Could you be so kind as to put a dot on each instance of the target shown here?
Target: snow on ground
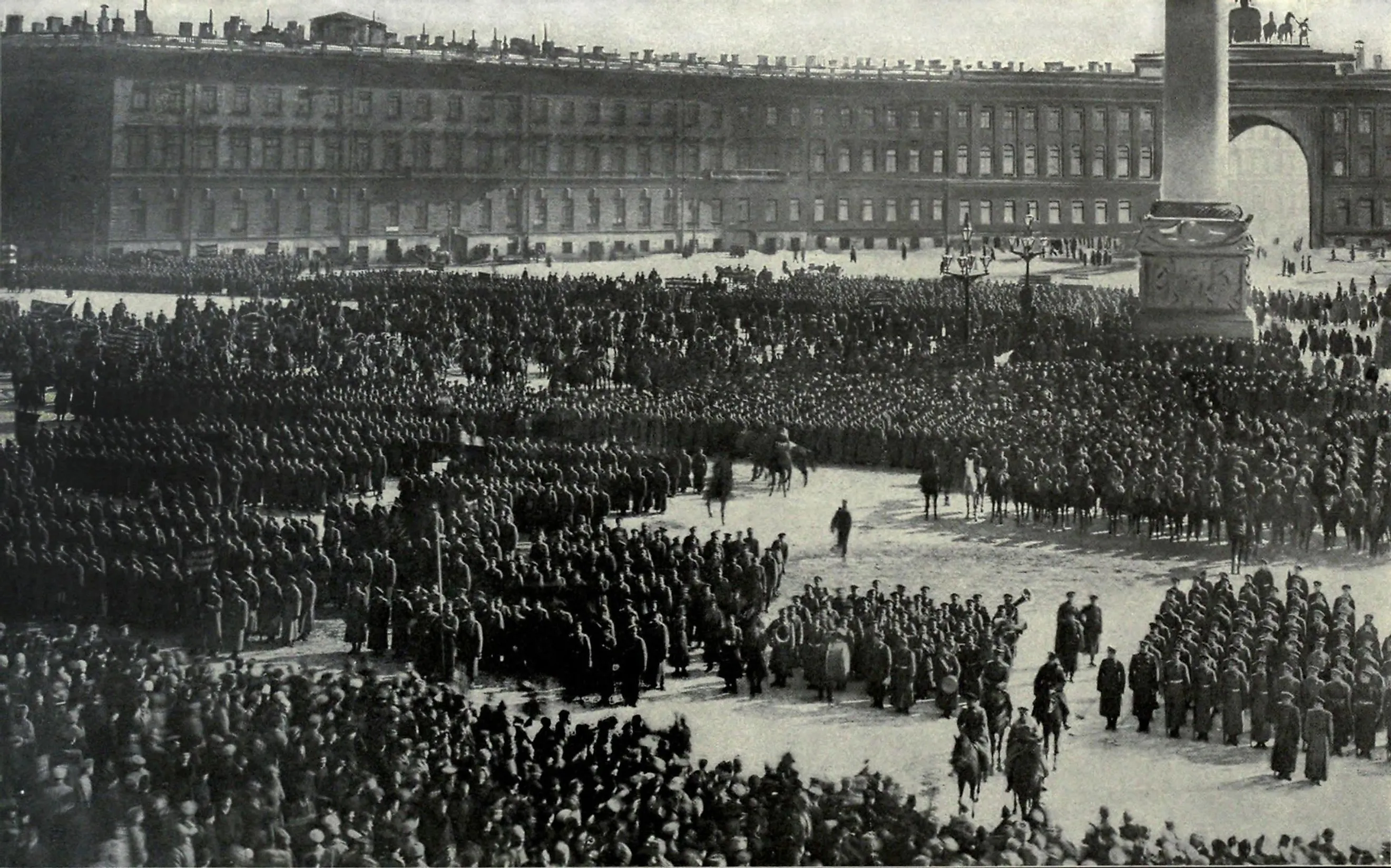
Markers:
(1205, 788)
(1202, 786)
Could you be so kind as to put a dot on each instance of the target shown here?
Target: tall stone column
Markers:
(1196, 248)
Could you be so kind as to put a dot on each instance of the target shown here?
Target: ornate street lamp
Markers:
(1027, 248)
(966, 269)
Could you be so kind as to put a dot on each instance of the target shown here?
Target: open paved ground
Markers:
(1203, 788)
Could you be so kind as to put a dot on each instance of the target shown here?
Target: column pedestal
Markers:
(1194, 277)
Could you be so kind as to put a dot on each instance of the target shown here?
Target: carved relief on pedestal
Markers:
(1196, 263)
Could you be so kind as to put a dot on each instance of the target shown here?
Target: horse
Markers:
(970, 490)
(806, 461)
(1305, 518)
(966, 765)
(1026, 774)
(998, 487)
(1114, 502)
(1286, 33)
(929, 483)
(720, 485)
(999, 708)
(778, 463)
(1051, 721)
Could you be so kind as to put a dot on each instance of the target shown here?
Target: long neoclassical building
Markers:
(349, 142)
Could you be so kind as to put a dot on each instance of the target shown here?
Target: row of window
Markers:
(241, 151)
(987, 212)
(1009, 161)
(1361, 215)
(422, 106)
(1365, 120)
(414, 105)
(624, 211)
(163, 148)
(884, 117)
(1362, 163)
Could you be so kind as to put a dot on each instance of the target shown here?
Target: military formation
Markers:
(1247, 663)
(471, 472)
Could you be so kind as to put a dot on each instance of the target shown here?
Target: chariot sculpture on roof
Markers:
(1244, 25)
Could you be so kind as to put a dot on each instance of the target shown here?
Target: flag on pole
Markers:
(51, 311)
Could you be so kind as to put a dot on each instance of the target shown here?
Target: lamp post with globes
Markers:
(966, 269)
(1027, 248)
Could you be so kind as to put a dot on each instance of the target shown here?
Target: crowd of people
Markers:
(117, 754)
(1286, 671)
(529, 428)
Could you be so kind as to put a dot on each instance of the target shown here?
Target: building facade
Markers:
(123, 144)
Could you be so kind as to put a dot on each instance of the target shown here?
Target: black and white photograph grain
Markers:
(564, 433)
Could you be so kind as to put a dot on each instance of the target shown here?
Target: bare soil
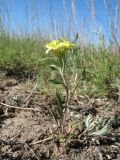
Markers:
(21, 129)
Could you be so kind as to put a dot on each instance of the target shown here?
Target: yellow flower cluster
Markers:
(59, 47)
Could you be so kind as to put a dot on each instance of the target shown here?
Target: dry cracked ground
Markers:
(26, 131)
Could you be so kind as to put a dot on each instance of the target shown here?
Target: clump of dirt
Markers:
(26, 132)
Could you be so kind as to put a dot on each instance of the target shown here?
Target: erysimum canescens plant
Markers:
(58, 47)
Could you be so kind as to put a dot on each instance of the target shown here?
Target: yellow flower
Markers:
(59, 47)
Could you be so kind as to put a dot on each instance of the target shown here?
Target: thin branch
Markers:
(21, 108)
(42, 141)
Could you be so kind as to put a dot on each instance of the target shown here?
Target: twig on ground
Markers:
(31, 151)
(21, 108)
(27, 99)
(41, 141)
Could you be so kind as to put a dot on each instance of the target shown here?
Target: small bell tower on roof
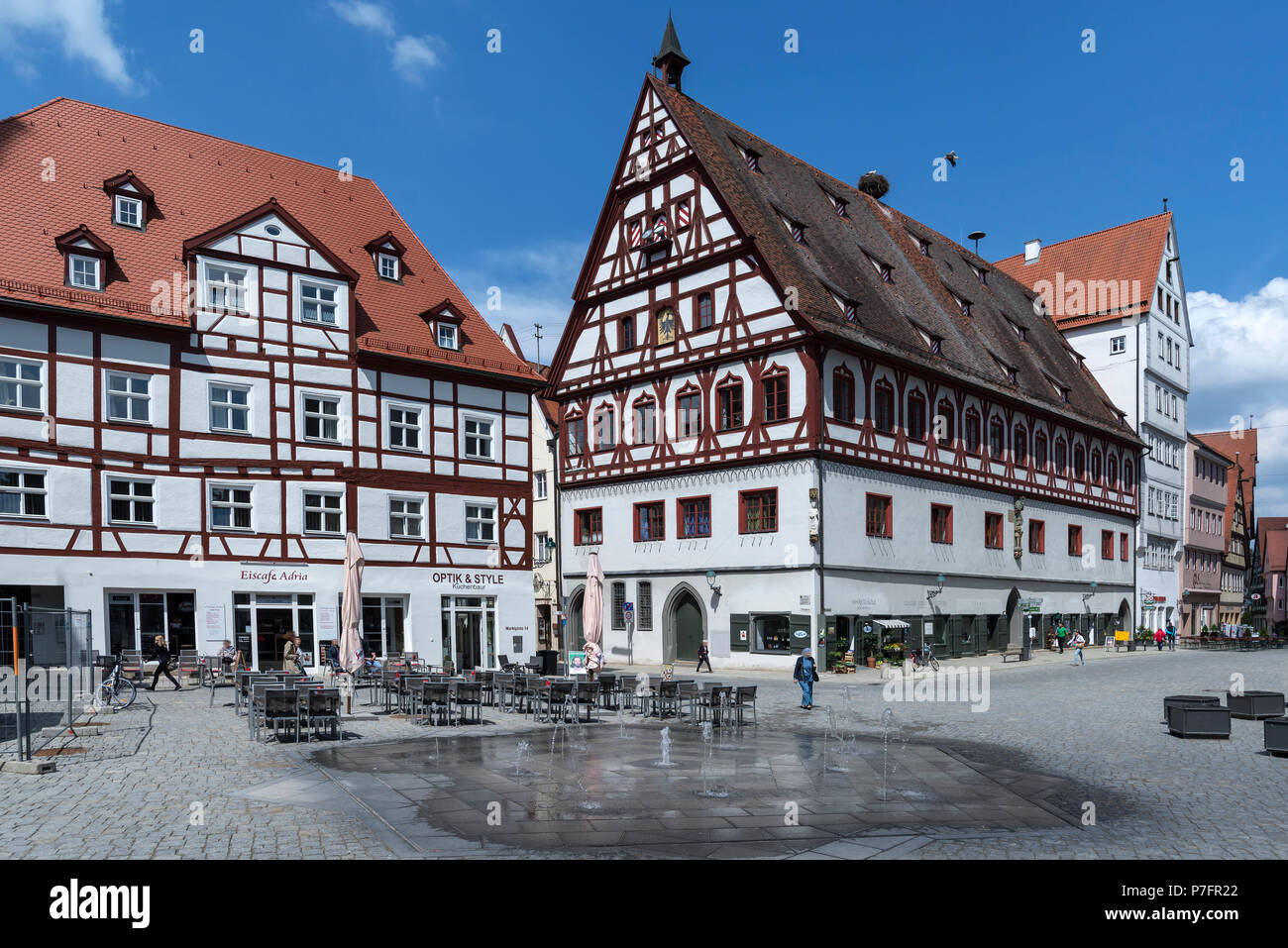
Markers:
(670, 58)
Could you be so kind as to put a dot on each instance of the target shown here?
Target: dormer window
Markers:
(128, 211)
(85, 260)
(130, 200)
(386, 252)
(84, 272)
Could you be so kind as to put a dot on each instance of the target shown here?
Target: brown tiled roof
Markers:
(200, 183)
(837, 261)
(1131, 253)
(1245, 447)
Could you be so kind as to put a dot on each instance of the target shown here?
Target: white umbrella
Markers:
(351, 607)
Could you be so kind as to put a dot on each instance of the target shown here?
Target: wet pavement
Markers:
(742, 792)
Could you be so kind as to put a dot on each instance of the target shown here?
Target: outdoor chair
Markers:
(436, 702)
(553, 699)
(469, 702)
(608, 690)
(745, 697)
(321, 708)
(281, 710)
(587, 694)
(668, 698)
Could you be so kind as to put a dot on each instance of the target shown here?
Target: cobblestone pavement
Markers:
(174, 779)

Problem to work on: Please return each line of the data above in which the word "column" occurs.

Answer to the problem:
Target: tall stone column
Target: column pedestal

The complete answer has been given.